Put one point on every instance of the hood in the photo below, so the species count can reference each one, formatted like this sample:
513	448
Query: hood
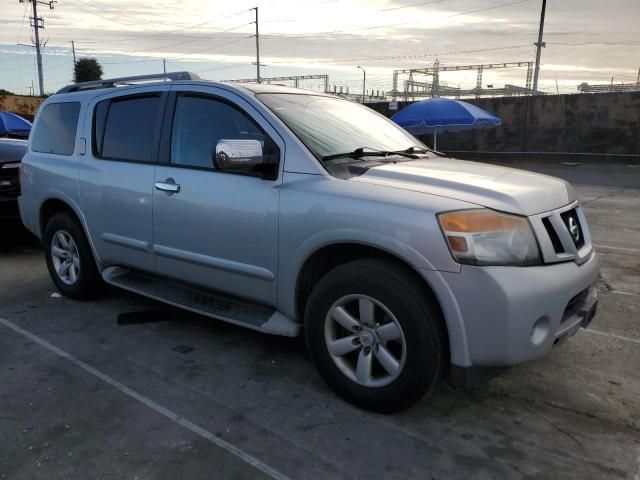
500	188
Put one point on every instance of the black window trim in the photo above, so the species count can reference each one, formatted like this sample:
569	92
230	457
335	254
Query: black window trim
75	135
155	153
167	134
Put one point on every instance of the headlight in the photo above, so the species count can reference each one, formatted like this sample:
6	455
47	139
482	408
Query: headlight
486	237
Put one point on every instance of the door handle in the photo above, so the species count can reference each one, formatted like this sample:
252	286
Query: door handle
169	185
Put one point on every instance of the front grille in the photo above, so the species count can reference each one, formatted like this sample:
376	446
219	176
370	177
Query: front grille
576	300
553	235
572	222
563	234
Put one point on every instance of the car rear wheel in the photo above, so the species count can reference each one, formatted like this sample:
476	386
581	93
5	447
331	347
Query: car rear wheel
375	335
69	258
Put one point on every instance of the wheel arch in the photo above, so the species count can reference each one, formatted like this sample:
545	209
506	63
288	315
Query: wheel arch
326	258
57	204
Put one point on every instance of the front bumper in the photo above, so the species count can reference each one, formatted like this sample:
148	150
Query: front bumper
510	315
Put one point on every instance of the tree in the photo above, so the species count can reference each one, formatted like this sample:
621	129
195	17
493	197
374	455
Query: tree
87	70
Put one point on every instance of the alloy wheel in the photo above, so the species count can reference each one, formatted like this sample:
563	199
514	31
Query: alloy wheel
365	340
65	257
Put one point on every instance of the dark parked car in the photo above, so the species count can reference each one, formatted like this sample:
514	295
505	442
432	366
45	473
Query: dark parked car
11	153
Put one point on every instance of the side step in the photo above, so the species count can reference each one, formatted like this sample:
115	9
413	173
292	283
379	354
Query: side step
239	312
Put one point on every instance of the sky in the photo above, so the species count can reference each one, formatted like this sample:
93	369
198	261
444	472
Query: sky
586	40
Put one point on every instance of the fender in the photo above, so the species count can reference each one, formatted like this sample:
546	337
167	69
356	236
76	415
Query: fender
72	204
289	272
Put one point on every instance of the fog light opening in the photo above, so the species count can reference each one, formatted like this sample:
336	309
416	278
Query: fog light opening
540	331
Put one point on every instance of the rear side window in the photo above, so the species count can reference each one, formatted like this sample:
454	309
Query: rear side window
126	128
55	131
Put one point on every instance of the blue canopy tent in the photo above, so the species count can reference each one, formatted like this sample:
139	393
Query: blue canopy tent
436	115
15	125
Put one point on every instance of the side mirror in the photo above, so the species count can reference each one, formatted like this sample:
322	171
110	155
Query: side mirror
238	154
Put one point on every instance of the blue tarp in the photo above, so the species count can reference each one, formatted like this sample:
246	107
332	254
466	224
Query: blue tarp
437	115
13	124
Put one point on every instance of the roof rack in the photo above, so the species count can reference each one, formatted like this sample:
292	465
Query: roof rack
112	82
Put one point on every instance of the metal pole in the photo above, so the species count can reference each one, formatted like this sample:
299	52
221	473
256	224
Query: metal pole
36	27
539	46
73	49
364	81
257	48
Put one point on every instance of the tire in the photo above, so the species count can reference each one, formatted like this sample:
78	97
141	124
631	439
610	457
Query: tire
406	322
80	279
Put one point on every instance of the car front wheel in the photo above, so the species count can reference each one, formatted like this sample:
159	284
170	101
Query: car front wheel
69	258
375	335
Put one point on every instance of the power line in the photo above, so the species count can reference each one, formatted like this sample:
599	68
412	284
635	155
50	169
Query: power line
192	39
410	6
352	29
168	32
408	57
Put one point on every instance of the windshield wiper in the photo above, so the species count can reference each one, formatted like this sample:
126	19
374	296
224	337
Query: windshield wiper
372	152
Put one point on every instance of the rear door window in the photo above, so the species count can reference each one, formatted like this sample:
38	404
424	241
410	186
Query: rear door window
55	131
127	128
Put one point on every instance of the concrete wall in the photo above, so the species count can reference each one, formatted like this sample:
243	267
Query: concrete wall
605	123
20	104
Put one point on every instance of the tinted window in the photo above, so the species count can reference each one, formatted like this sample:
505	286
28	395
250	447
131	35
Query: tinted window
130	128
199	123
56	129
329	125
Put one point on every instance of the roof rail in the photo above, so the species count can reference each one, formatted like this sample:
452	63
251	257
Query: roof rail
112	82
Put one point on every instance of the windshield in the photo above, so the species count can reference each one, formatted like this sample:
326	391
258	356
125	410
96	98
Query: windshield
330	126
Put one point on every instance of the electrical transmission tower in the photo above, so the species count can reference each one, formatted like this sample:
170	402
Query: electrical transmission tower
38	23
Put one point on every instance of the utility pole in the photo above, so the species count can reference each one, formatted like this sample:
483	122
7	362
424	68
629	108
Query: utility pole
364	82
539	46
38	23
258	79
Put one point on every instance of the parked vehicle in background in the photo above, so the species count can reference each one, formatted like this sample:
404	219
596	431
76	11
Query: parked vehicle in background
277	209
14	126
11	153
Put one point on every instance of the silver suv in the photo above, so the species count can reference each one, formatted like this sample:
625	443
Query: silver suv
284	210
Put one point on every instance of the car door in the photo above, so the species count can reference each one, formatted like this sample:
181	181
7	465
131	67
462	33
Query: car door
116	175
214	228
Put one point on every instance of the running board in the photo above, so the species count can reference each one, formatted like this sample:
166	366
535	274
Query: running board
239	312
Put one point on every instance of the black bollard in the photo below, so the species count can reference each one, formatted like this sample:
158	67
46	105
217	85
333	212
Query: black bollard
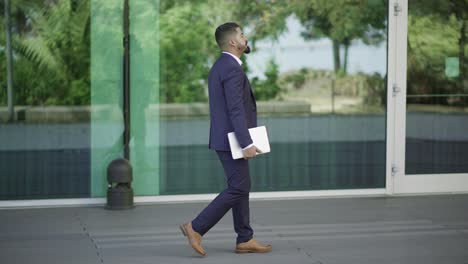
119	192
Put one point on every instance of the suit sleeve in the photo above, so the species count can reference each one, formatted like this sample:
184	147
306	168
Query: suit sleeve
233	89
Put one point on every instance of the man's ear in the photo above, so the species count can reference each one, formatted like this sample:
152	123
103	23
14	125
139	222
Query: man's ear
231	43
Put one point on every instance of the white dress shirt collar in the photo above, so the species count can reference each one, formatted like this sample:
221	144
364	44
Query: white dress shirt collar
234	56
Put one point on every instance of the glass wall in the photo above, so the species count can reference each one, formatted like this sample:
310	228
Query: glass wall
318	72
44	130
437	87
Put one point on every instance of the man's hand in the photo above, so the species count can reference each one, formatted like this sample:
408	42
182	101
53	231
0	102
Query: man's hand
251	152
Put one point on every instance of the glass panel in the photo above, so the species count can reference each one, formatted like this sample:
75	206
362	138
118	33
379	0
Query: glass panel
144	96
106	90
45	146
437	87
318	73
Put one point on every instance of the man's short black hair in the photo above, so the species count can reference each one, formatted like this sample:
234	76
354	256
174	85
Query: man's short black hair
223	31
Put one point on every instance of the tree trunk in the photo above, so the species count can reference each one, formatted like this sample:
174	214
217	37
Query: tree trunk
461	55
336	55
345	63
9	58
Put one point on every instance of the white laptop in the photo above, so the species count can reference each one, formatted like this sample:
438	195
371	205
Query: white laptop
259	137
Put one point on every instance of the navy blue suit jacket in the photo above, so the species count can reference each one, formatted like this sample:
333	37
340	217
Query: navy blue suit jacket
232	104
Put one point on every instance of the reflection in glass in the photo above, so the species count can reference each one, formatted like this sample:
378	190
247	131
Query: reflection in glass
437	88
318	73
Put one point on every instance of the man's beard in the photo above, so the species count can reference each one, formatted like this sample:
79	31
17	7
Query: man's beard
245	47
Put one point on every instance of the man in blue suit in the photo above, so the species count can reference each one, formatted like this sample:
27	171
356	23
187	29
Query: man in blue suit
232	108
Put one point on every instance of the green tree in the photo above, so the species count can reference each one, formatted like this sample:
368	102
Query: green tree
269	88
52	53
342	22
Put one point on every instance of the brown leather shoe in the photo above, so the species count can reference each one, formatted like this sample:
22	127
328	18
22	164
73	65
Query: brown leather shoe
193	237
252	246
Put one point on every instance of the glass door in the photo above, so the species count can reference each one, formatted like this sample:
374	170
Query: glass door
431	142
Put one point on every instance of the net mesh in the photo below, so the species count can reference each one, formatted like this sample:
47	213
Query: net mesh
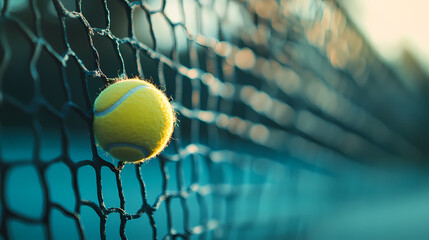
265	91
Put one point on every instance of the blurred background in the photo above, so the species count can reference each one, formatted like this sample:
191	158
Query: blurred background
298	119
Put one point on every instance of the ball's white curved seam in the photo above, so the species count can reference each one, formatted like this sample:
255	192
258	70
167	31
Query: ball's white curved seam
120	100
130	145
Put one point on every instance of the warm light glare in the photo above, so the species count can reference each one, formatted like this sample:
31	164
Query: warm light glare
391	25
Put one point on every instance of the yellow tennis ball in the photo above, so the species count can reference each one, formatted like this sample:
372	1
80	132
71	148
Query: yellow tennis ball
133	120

# Task details:
Reproduce every line of the material above that has the string "below".

# Response area:
Put one point on every instance of the hood in the photo below, so the species count can reference each one, formatted like this sample:
Put one point on every instance of the black bollard in the photo below, so the species count can reference each one, formatted like this sample:
Put one point on every instance of the net mesh in the photo below, so the species count can reference each one, formatted like this sample:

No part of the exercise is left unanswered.